• AUFGABENSTELLUNG 1
Beantworte anhand des Textabschnitts über den Fischereischein:
(a) Wie viel kostet der Schein in Österreich laut dem ersten Beitrag?
(b) Was ist nach fliafi in Deutschland für den Schein Voraussetzung und was ist erforderlich?
(c) Wie hoch sind laut Toni_1962 die Kosten für den Jugendfischereischein in Bayern?

• TEXTABSCHNITT
◆ ◆ ◆ ◆
# Fischereischein aus Österreich in Deutschalnd gültig?



## kresse

Hallo,

mein Sohn (15) würde gerne einen Angelschein machen. Nun kam er auf die Idee, den Schein in Österreich (haben dort ein Zweitwohnsitz) zu machen. Dieser kostet dort nur 5 €.

Ist der Schein dann auch in D gültig?
Und, worin unterscheidet sich der Österreichische Schein mit dem Deutschen?

Mfg


----------



## kresse

*AW: Fischereischein aus Österreich in Deutschalnd gültig?*

weiß keiner eine Antwort?


----------



## fliafi

*AW: Fischereischein aus Österreich in Deutschalnd gültig?*

Hallo Kresse,

ein österreichischer Schein ist in Deutschland nicht gültig!

Neben dem Preis für die komplette Ausbildung und Fischereiabgabe ist der Hauptunterschied: In Deutschland ist die Teilnahme an einer Schulung Voraussetzung und eine staatliche Prüfung erforderlich.

In Österreich ist es (je nach Bundesland) in erster Linie eine Sache von Bezahlung.

Hoffe, ich konnte ein bisschen helfen.


----------



## Toni_1962

*AW: Fischereischein aus Österreich in Deutschalnd gültig?*

Bei uns in Bayern definitiv NICHT gültig.

In Ö kostet der nur 5 Euro? Prüfung usw zusammen nur 5 €?


----------



## antonio

*AW: Fischereischein aus Österreich in Deutschalnd gültig?*



fliafi schrieb:


> Hallo Kresse,
> 
> ein österreichischer Schein ist in Deutschland nicht gültig!
> 
> Neben dem Preis für die komplette Ausbildung und Fischereiabgabe ist der Hauptunterschied: In Deutschland ist die Teilnahme an einer Schulung Voraussetzung und eine staatliche Prüfung erforderlich.
> 
> In Österreich ist es (je nach Bundesland) in erster Linie eine Sache von Bezahlung.
> 
> Hoffe, ich konnte ein bisschen helfen.



das ist auch in jedem bundesland hier anders.also nicht alles in einen topf werfen es soll noch bundesländer ohne lehrgang geben.

@ kresse

wenn ihr euren hauptwohnsitz in d habt müßt ihr den schein auch dort machen.
die möglichkeit des jugendfischereischeins könnte auch noch bestehen,guck mal ins fischereigesetz von deinem bundesland.da stehts drin.

gruß antonio


----------



## Toni_1962

*AW: Fischereischein aus Österreich in Deutschalnd gültig?*



antonio schrieb:


> die möglichkeit des jugendfischereischeins könnte auch noch bestehen,


 
den Jugendfischereischein gibt es natürlich in Bayern, der ist nur Formsache, also nur auf der Gemeinde ausstellen lassen, und ohne Prüfung. Kosten  ca. 35 Euro
NUR: Man darf mit dem Jugendfischereischein nur in Begleitung eines anderen berechtigten Fischers angeln, nicht selbstständig und alleine.
◆ ◆ ◆ ◆
• AUFGABENSTELLUNG 2
Wandle die Einträge ab der Zeile mit „The component shall return one point per instance of the hazy“ bis einschließlich ihrer letzten Zeile in eine JSON-Liste von Zeichenketten um, eine Zeichenkette pro Zeile und ohne Leerzeilen.
◆ ◆ ◆ ◆
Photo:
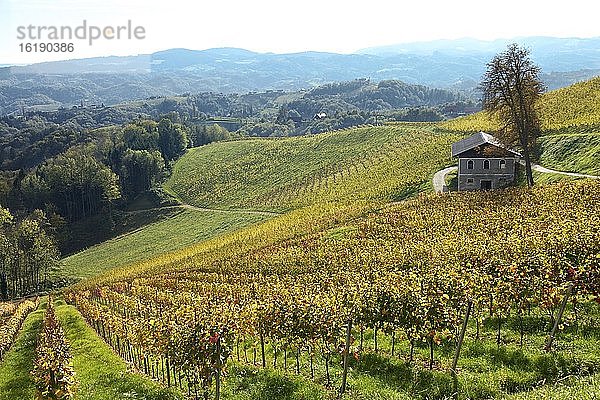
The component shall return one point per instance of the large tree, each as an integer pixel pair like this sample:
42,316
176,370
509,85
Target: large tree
511,88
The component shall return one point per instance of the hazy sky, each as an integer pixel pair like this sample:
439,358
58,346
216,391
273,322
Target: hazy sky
280,26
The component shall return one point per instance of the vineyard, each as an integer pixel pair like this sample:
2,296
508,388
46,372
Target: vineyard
386,287
573,109
11,319
368,163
◆ ◆ ◆ ◆
• MUSTERLÖSUNG 1
(a) Nur 5 €.
(b) Voraussetzung ist die Teilnahme an einer Schulung, erforderlich ist eine staatliche Prüfung.
(c) Ca. 35 Euro.

• MUSTERLÖSUNG 2
[
  "The component shall return one point per instance of the hazy sky, each as an integer pixel pair like this sample:",
  "439,358",
  "58,346",
  "216,391",
  "273,322",
  "Target: hazy sky",
  "280,26",
  "The component shall return one point per instance of the vineyard, each as an integer pixel pair like this sample:",
  "2,296",
  "508,388",
  "46,372",
  "Target: vineyard",
  "386,287",
  "573,109",
  "11,319",
  "368,163"
]